Extract provided —
Consistency in the methodological approach is vital to allow comparison of results from different economic evaluations. The reference case recommended by the WHO is that of a societal perspective [3], which typically incorporates productivity costs. This choice in the cost perspective has implications for the estimation of thresholds. The threshold value from the WHO Commission on Macroeconomics and Health [5] essentially values life-years in dollars, incorporating both productivity changes and the intrinsic utility of life and health. When combined with a societal perspective, this approach means that productivity changes may be double-counted, as they are valued in both the numerator (in any specific productivity changes used in the analysis) and the denominator (in the threshold value) of the cost-effectiveness ratio.

[Saved entries]

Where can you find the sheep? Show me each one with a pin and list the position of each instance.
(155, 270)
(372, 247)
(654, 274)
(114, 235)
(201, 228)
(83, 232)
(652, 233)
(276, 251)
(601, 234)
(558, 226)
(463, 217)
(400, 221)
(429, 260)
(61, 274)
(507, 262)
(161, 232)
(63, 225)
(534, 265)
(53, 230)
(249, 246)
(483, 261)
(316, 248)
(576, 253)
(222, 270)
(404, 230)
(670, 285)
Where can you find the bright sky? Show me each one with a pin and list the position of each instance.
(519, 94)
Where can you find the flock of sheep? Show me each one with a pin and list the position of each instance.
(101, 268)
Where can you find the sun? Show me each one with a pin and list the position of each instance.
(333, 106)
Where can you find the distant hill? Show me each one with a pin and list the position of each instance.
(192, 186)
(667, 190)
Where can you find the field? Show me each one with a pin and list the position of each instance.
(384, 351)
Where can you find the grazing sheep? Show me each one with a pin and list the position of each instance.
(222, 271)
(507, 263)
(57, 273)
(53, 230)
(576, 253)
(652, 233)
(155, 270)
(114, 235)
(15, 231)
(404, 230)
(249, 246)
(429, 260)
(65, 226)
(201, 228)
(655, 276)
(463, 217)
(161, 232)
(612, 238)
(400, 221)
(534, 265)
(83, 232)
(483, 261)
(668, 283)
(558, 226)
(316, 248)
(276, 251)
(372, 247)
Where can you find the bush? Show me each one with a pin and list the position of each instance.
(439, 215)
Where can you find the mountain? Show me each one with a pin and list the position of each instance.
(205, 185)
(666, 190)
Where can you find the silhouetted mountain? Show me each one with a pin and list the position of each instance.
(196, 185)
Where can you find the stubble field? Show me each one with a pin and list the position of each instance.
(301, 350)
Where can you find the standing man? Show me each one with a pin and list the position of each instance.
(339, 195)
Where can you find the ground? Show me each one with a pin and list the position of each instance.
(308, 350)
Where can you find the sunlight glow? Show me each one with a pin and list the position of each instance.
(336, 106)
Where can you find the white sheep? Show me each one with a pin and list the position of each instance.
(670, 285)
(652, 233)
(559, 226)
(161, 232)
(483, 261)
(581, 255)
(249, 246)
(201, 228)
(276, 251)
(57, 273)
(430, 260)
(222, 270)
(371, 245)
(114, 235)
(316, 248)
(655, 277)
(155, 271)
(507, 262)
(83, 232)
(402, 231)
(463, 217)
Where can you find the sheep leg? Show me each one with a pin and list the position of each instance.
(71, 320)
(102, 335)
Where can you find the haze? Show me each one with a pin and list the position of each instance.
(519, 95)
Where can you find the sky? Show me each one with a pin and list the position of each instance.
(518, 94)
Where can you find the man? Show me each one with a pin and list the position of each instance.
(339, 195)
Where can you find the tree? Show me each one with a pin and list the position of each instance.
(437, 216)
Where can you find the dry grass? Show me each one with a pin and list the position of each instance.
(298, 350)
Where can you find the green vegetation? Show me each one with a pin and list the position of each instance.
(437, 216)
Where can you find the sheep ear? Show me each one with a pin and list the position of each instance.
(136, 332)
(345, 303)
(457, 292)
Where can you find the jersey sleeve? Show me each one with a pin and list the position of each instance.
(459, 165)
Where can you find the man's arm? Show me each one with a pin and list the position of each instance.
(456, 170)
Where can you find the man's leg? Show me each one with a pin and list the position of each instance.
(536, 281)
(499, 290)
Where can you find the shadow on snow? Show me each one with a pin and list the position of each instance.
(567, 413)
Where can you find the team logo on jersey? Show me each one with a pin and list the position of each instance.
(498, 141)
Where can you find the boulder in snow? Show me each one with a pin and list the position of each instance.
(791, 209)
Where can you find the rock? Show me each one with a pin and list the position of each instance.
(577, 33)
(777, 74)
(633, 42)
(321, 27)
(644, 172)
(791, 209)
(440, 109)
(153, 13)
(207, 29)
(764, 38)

Explore the material —
(1) For each statement, say whether it agrees with the passage on economic evaluation thresholds, answering yes or no and quoting the words of the passage that decide it.
(a) The WHO recommends a societal perspective as the reference case.
(b) The threshold value from the WHO Commission on Macroeconomics and Health leaves out productivity changes.
(c) Productivity changes may be double-counted when the Commission's threshold approach is combined with a societal perspective.
(2) Extend the passage on economic evaluation thresholds, picking up after its last sentence.
The records above come from a different source than the passage on economic evaluation thresholds.

Answers to the exercise —
(1)
(a) Yes: "The reference case recommended by the WHO is that of a societal perspective"
(b) No: "incorporating both productivity changes and the intrinsic utility of life and health"
(c) Yes: "When combined with a societal perspective, this approach means that productivity changes may be double-counted"

(2)
Another important consideration for low-income countries and immunization programmes is the role of the GAVI Alliance. The GAVI Alliance offers financial support and low vaccine procurement prices to 53 GAVI-eligible countries for vaccines, including rotavirus vaccine (since 2011) and HPV vaccine (since 2012). Around 35 and 20 countries have been approved to introduce rotavirus and HPV vaccination, respectively, with GAVI Alliance support (http://www.gavialliance.org). In eligible countries, the price paid for the vaccine in the initial years of vaccine introduction is heavily subsided by the GAVI Alliance, with the cost of the programmes being transitioned to the countries themselves in later years. It has been suggested that the availability of this external support can be a major driver in vaccine adoption decisions [20]. Furthermore, the choice of payer (whether the GAVI Alliance, the national government or individual households) can substantially affect key outcomes of vaccine evaluations, including vaccine costs (whether GAVI-negotiated prices, country co-payment levels or market prices) and benefits (which depend on which budget they accrue to and what outcomes are valued by the payer).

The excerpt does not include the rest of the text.